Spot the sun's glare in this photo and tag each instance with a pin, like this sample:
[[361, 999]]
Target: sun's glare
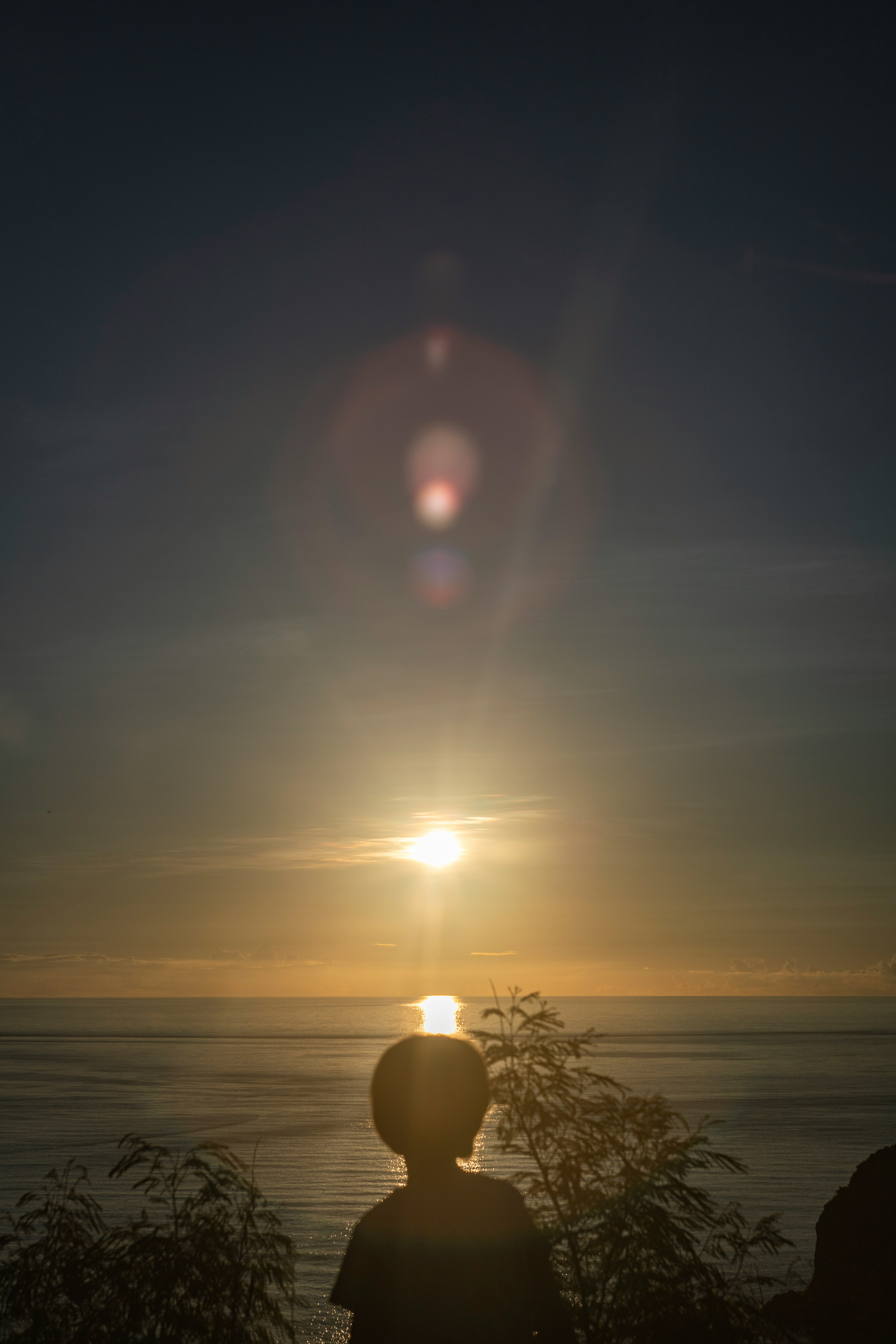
[[440, 1014], [436, 849]]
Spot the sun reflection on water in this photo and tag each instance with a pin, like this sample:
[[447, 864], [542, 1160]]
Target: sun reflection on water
[[440, 1014]]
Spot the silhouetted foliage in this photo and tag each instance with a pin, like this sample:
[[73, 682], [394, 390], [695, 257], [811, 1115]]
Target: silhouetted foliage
[[645, 1256], [206, 1260]]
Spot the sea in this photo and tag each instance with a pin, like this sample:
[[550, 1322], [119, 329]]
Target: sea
[[804, 1091]]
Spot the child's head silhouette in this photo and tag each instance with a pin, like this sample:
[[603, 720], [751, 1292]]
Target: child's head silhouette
[[429, 1096]]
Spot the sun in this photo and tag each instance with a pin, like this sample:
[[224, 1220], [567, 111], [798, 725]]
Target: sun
[[436, 849]]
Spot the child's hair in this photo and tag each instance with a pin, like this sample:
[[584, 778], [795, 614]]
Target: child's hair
[[430, 1095]]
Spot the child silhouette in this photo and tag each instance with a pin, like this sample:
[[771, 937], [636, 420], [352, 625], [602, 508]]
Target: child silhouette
[[451, 1257]]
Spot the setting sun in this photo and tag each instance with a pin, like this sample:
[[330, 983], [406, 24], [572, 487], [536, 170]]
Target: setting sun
[[436, 849], [440, 1014]]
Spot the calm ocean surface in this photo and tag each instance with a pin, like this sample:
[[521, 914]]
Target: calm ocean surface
[[807, 1088]]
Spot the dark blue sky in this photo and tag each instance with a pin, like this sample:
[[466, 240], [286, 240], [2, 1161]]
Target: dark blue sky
[[688, 216]]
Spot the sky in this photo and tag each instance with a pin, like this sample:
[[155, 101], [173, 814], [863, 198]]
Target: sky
[[656, 710]]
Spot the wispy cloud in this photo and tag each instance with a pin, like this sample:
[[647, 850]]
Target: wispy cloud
[[354, 843]]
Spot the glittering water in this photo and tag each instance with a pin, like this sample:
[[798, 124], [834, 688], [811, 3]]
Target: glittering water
[[807, 1088]]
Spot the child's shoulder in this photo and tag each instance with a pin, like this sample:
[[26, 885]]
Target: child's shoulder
[[487, 1198]]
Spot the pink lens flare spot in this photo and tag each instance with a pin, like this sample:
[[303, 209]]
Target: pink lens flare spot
[[445, 454], [437, 504], [441, 577]]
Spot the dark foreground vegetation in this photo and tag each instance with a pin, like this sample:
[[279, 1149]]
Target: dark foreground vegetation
[[643, 1250], [206, 1263], [645, 1254]]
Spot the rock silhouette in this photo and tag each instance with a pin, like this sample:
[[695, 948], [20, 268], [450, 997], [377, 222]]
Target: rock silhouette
[[852, 1295]]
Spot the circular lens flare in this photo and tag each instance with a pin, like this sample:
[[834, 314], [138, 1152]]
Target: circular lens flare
[[440, 1014], [440, 577], [437, 849], [437, 504]]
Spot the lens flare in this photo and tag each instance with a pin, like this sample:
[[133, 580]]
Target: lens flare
[[440, 1014], [442, 459], [437, 849], [437, 504], [440, 577]]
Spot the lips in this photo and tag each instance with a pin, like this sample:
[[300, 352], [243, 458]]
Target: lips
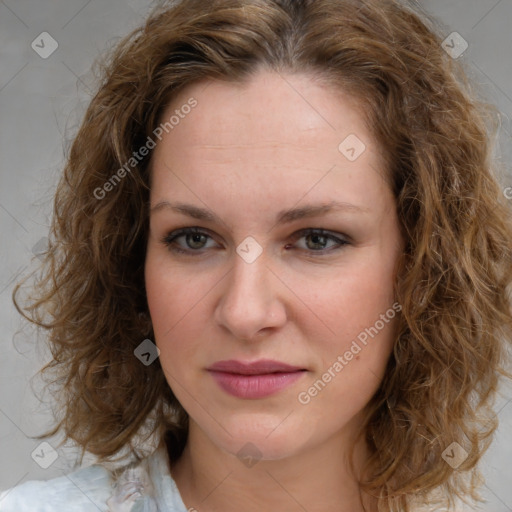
[[254, 380]]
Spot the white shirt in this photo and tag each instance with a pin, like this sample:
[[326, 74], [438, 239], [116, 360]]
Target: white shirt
[[145, 487]]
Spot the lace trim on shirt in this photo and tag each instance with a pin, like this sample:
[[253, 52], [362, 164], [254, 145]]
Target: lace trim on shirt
[[133, 491]]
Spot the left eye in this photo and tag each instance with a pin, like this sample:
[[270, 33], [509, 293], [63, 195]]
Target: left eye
[[317, 240]]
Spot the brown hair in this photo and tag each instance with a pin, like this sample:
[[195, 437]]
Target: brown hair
[[453, 277]]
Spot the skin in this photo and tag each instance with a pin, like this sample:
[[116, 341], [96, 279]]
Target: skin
[[246, 152]]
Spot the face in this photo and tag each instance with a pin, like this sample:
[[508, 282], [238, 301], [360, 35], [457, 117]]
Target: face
[[273, 240]]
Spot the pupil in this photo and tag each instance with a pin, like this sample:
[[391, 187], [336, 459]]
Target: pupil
[[316, 238]]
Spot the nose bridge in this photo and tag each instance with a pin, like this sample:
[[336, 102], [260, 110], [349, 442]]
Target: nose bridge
[[249, 302]]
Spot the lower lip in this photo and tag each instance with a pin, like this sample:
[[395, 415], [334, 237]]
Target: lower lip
[[254, 386]]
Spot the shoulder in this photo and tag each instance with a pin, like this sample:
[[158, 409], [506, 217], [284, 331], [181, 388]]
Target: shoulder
[[86, 489], [145, 485]]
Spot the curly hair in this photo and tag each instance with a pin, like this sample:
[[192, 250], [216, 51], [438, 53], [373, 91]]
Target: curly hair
[[454, 275]]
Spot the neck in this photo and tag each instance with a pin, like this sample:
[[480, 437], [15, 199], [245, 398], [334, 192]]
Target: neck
[[318, 478]]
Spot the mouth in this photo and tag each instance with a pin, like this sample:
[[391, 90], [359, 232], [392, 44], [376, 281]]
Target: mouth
[[254, 380]]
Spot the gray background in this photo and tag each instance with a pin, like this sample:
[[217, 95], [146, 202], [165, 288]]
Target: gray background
[[41, 101]]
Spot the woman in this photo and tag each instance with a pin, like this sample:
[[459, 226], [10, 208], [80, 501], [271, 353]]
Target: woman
[[280, 248]]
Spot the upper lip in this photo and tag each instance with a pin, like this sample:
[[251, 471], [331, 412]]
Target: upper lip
[[261, 367]]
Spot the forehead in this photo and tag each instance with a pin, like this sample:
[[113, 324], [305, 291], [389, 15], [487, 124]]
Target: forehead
[[274, 133]]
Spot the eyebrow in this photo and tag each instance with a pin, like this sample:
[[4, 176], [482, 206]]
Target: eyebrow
[[283, 217]]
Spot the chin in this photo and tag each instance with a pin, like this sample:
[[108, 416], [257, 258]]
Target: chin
[[265, 438]]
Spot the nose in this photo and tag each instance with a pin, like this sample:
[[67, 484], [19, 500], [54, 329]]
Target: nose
[[251, 303]]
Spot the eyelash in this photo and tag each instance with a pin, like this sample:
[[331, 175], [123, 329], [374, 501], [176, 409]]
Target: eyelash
[[170, 239]]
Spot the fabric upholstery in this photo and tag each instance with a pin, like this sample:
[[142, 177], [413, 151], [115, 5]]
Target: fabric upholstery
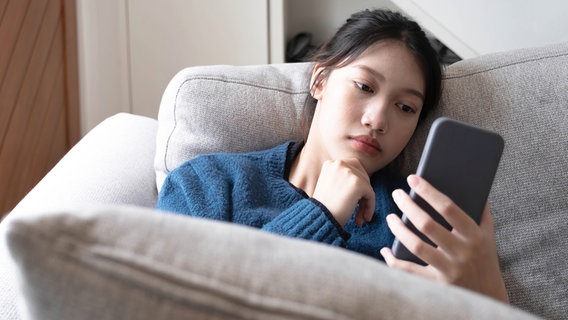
[[236, 109], [523, 96], [92, 264]]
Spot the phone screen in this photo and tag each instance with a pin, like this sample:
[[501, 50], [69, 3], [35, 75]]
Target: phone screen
[[460, 160]]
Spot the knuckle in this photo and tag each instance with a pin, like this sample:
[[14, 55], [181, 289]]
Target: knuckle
[[420, 248], [426, 226]]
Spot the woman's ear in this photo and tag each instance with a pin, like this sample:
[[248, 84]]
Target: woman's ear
[[317, 82]]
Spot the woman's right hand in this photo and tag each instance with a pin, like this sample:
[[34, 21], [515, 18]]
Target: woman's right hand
[[342, 185]]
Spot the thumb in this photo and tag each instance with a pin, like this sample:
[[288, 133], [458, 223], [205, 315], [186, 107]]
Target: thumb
[[366, 210]]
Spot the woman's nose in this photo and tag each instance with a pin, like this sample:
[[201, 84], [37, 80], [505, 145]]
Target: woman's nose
[[376, 118]]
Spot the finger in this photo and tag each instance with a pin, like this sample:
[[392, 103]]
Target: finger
[[413, 243], [366, 208], [423, 222], [395, 263], [453, 214]]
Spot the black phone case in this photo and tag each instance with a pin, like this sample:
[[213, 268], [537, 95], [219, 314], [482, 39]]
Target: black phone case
[[461, 161]]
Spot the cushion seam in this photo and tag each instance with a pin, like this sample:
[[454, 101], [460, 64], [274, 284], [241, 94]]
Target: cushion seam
[[257, 302]]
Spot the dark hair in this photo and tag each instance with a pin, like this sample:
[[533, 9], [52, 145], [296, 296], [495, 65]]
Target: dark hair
[[362, 30]]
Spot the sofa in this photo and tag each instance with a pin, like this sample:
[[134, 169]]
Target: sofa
[[86, 243]]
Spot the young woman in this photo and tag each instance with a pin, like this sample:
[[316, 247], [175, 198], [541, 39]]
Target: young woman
[[372, 83]]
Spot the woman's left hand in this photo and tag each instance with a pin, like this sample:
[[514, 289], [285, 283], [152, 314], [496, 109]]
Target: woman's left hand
[[465, 256]]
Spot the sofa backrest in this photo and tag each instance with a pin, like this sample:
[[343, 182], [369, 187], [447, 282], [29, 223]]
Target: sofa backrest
[[522, 94]]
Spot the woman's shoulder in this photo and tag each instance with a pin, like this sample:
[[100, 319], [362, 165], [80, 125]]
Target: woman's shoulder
[[238, 162]]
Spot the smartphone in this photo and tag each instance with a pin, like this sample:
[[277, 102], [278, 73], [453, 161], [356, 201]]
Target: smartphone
[[461, 161]]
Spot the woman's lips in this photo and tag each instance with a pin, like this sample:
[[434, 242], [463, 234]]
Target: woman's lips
[[366, 144]]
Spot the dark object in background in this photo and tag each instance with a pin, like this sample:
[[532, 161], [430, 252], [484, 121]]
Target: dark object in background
[[300, 47]]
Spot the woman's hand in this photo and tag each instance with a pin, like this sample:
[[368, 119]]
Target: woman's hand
[[465, 256], [342, 185]]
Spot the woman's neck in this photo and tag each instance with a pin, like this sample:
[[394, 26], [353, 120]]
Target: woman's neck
[[305, 171]]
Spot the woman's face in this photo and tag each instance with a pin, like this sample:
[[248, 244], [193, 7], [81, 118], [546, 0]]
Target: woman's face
[[369, 108]]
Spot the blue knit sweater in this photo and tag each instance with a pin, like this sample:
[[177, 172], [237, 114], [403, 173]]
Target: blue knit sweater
[[252, 189]]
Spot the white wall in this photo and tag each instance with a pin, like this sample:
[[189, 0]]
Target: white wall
[[103, 60], [472, 28], [130, 49], [168, 35]]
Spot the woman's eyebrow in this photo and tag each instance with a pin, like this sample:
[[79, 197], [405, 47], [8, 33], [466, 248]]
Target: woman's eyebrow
[[380, 76]]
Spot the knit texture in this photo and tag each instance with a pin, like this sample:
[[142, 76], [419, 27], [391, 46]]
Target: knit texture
[[251, 189]]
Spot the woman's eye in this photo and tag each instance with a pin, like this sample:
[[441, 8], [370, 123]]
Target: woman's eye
[[405, 108], [363, 87]]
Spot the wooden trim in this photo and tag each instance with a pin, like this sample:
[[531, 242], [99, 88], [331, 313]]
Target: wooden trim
[[73, 117]]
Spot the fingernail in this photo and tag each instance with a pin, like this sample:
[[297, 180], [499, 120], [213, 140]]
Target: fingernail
[[413, 180], [396, 193]]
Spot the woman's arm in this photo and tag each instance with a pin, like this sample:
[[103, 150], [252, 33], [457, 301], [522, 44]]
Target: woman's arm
[[308, 219], [465, 256]]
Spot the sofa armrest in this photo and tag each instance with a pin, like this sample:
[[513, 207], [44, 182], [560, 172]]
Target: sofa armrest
[[112, 164]]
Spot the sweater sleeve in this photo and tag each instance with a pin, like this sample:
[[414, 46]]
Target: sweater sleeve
[[307, 219]]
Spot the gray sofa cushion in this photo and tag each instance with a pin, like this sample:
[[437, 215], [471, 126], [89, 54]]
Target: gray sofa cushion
[[93, 264], [222, 108], [521, 94]]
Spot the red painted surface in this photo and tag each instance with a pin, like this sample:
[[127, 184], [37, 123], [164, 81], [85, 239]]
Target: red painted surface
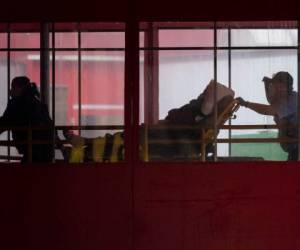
[[185, 207]]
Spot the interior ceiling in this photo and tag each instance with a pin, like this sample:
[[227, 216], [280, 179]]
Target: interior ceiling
[[126, 10]]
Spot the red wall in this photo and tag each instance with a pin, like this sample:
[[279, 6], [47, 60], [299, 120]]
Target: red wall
[[185, 207]]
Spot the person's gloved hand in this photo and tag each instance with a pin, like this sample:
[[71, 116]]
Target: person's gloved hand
[[242, 102]]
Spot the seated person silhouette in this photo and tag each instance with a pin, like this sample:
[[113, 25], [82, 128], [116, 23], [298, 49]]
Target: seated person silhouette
[[24, 109]]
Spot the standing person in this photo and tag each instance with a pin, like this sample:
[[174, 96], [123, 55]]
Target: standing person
[[24, 109], [282, 106]]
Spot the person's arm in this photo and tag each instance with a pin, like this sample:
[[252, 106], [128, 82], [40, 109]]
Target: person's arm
[[258, 107]]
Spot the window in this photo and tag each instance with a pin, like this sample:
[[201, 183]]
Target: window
[[179, 60], [82, 69]]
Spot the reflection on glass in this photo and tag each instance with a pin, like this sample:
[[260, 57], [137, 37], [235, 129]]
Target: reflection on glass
[[66, 88], [64, 40], [102, 39], [102, 98], [3, 97], [25, 40], [264, 37], [186, 38], [3, 40]]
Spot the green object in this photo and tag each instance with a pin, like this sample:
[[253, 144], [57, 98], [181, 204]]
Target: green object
[[269, 151]]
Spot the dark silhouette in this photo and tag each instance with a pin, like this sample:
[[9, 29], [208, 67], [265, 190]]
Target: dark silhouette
[[25, 110], [282, 106]]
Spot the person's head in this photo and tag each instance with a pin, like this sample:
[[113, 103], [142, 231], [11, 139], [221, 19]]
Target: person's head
[[21, 85], [279, 86]]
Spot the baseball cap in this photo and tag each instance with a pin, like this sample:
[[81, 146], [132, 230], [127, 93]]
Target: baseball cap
[[281, 76]]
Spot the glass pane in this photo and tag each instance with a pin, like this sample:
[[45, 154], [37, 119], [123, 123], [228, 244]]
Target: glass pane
[[3, 97], [248, 69], [264, 37], [186, 38], [64, 40], [3, 40], [102, 39], [170, 104], [25, 63], [102, 97], [25, 40], [66, 88]]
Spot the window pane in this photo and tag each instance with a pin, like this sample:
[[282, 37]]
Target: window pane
[[102, 98], [3, 97], [264, 37], [64, 40], [102, 39], [66, 88], [25, 40], [25, 63], [248, 69], [3, 40], [186, 38]]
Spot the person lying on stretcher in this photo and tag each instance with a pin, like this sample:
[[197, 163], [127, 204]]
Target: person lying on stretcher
[[198, 111]]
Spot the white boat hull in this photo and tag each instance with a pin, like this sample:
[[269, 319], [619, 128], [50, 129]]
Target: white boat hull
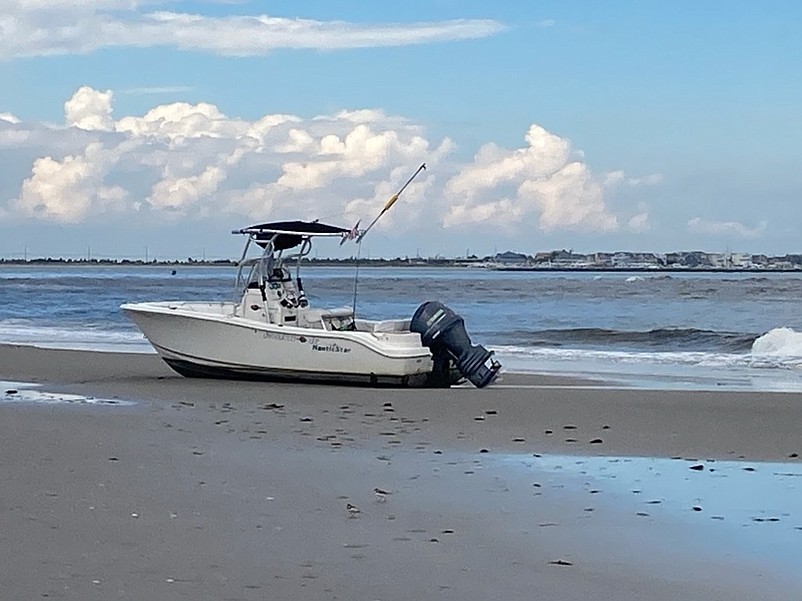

Problem statement » Turn the material, from its start through the line containing "[[688, 216]]", into a Markdown table with the columns Row and Text, where each non-blank line gets its row number and its wording. Leave out the pictures.

The result »
| Row | Text |
|---|---|
| 1 | Spot the sun's glare in this photo and tag each instance with a pin, like this sample: |
| 2 | [[361, 999]] |
| 3 | Target: sun's glare |
| 4 | [[440, 1014], [436, 849]] |
| 5 | Spot the sun reflection on water in this photo and tag each instance with a pin, like this sample: |
| 6 | [[447, 864], [542, 1160]] |
| 7 | Target: sun reflection on water |
| 8 | [[440, 1014]] |
| 9 | Spot the silhouetted foliage in this photo and tag each instance with a pin, like this sample: |
| 10 | [[73, 682], [394, 390], [695, 257], [811, 1115]] |
| 11 | Target: silhouetted foliage |
| 12 | [[645, 1256], [206, 1260]] |
| 13 | Spot the sea in this photo and tag each instance with a pin, like this sample: |
| 14 | [[550, 1322], [119, 329]] |
| 15 | Target: sea |
| 16 | [[804, 1091]] |
| 17 | Spot the child's head silhouette in this photo and tag each instance with a pin, like this sample: |
| 18 | [[603, 720], [751, 1292]] |
| 19 | Target: child's head silhouette |
| 20 | [[429, 1096]] |
| 21 | Spot the sun in this photo and tag each instance with a pin, like this sample: |
| 22 | [[224, 1220], [567, 111], [798, 725]] |
| 23 | Target: sun |
| 24 | [[436, 849]] |
| 25 | Spot the child's hair in this photo and tag each instance with a pin, like this sample: |
| 26 | [[584, 778], [795, 614]] |
| 27 | Target: child's hair |
| 28 | [[430, 1095]] |
| 29 | Spot the child silhouette in this photo and tag each instance with a pin, like this sample: |
| 30 | [[771, 937], [636, 420], [352, 625], [602, 508]] |
| 31 | Target: child silhouette |
| 32 | [[451, 1257]] |
| 33 | Spot the setting sun in this photo and tag each instance with a pin, like this sample: |
| 34 | [[330, 983], [406, 24], [572, 487], [536, 170]] |
| 35 | Target: setting sun |
| 36 | [[436, 849], [440, 1014]] |
| 37 | Spot the calm ocean surface in this photo and tag each instance with a pin, like this sample: |
| 38 | [[521, 914]] |
| 39 | Target: calm ocean surface |
| 40 | [[807, 1088]] |
| 41 | Spot the dark blue sky in this photo and tag each instance with a pin, like this sample: |
| 42 | [[466, 240], [286, 240], [2, 1161]] |
| 43 | Target: dark blue sky |
| 44 | [[688, 216]] |